Collected data:
┌──
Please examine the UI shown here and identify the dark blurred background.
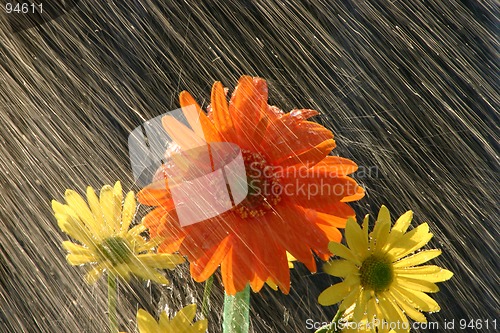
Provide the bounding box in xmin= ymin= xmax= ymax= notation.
xmin=0 ymin=1 xmax=498 ymax=332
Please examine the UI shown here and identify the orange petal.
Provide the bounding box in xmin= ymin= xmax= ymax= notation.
xmin=304 ymin=206 xmax=352 ymax=228
xmin=221 ymin=238 xmax=254 ymax=295
xmin=181 ymin=215 xmax=235 ymax=258
xmin=276 ymin=139 xmax=336 ymax=168
xmin=161 ymin=115 xmax=206 ymax=150
xmin=154 ymin=210 xmax=186 ymax=240
xmin=137 ymin=184 xmax=172 ymax=207
xmin=229 ymin=76 xmax=268 ymax=150
xmin=309 ymin=156 xmax=359 ymax=176
xmin=211 ymin=81 xmax=236 ymax=141
xmin=271 ymin=203 xmax=333 ymax=270
xmin=189 ymin=236 xmax=231 ymax=282
xmin=262 ymin=117 xmax=333 ymax=163
xmin=179 ymin=91 xmax=221 ymax=142
xmin=142 ymin=206 xmax=169 ymax=229
xmin=341 ymin=185 xmax=366 ymax=202
xmin=281 ymin=174 xmax=359 ymax=206
xmin=251 ymin=114 xmax=270 ymax=148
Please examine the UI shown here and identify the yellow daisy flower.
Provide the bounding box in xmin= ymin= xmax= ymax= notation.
xmin=52 ymin=181 xmax=185 ymax=284
xmin=136 ymin=304 xmax=208 ymax=333
xmin=318 ymin=206 xmax=453 ymax=333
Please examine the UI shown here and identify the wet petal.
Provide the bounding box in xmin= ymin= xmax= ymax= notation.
xmin=276 ymin=139 xmax=336 ymax=167
xmin=66 ymin=253 xmax=95 ymax=265
xmin=64 ymin=190 xmax=100 ymax=236
xmin=323 ymin=259 xmax=358 ymax=277
xmin=346 ymin=217 xmax=368 ymax=258
xmin=394 ymin=266 xmax=453 ymax=282
xmin=120 ymin=191 xmax=136 ymax=235
xmin=395 ymin=275 xmax=440 ymax=293
xmin=211 ymin=81 xmax=236 ymax=141
xmin=328 ymin=242 xmax=361 ymax=265
xmin=318 ymin=281 xmax=353 ymax=306
xmin=137 ymin=309 xmax=159 ymax=332
xmin=389 ymin=289 xmax=427 ymax=323
xmin=180 ymin=90 xmax=221 ymax=142
xmin=387 ymin=223 xmax=432 ymax=259
xmin=137 ymin=253 xmax=185 ymax=269
xmin=162 ymin=115 xmax=207 ymax=150
xmin=99 ymin=185 xmax=118 ymax=237
xmin=392 ymin=285 xmax=440 ymax=312
xmin=84 ymin=264 xmax=105 ymax=284
xmin=393 ymin=249 xmax=442 ymax=268
xmin=169 ymin=304 xmax=197 ymax=329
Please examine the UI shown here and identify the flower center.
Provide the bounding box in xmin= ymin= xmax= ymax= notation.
xmin=98 ymin=237 xmax=133 ymax=266
xmin=359 ymin=254 xmax=394 ymax=292
xmin=234 ymin=150 xmax=281 ymax=219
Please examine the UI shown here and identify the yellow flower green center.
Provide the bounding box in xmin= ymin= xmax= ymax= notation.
xmin=360 ymin=255 xmax=394 ymax=292
xmin=98 ymin=237 xmax=133 ymax=266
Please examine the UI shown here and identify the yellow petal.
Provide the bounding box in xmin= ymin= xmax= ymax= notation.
xmin=99 ymin=185 xmax=118 ymax=237
xmin=392 ymin=285 xmax=441 ymax=312
xmin=84 ymin=264 xmax=105 ymax=284
xmin=62 ymin=241 xmax=91 ymax=255
xmin=393 ymin=249 xmax=441 ymax=268
xmin=389 ymin=289 xmax=427 ymax=322
xmin=86 ymin=186 xmax=105 ymax=236
xmin=137 ymin=309 xmax=159 ymax=332
xmin=328 ymin=242 xmax=361 ymax=265
xmin=58 ymin=217 xmax=95 ymax=248
xmin=395 ymin=266 xmax=453 ymax=283
xmin=345 ymin=217 xmax=368 ymax=258
xmin=378 ymin=294 xmax=409 ymax=333
xmin=64 ymin=189 xmax=100 ymax=237
xmin=377 ymin=205 xmax=391 ymax=225
xmin=266 ymin=279 xmax=278 ymax=290
xmin=352 ymin=289 xmax=371 ymax=323
xmin=371 ymin=218 xmax=391 ymax=253
xmin=383 ymin=210 xmax=413 ymax=251
xmin=191 ymin=319 xmax=208 ymax=333
xmin=395 ymin=276 xmax=440 ymax=293
xmin=323 ymin=260 xmax=357 ymax=277
xmin=137 ymin=253 xmax=185 ymax=269
xmin=362 ymin=214 xmax=369 ymax=240
xmin=135 ymin=236 xmax=165 ymax=252
xmin=171 ymin=304 xmax=197 ymax=328
xmin=129 ymin=264 xmax=169 ymax=284
xmin=51 ymin=200 xmax=68 ymax=215
xmin=121 ymin=191 xmax=136 ymax=235
xmin=318 ymin=281 xmax=354 ymax=306
xmin=128 ymin=224 xmax=147 ymax=238
xmin=113 ymin=182 xmax=124 ymax=233
xmin=387 ymin=223 xmax=432 ymax=259
xmin=339 ymin=285 xmax=362 ymax=311
xmin=392 ymin=210 xmax=413 ymax=234
xmin=66 ymin=253 xmax=95 ymax=265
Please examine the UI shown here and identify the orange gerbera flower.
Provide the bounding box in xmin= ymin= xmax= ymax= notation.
xmin=138 ymin=76 xmax=364 ymax=295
└──
→ **Task details**: Using the entries above, give back exactly the line containing "Please examine the UI shown here and identify the yellow flower", the line containing "Please examine the UI shown here and identify the yellow petal.", and every line between them, and nothing else.

→ **Answer to the problem**:
Please examine the UI shown here and identify the yellow flower green center.
Provide the bounding box in xmin= ymin= xmax= ymax= notation.
xmin=360 ymin=255 xmax=394 ymax=292
xmin=98 ymin=237 xmax=133 ymax=266
Please examine the UI shown here and identify the yellow petal.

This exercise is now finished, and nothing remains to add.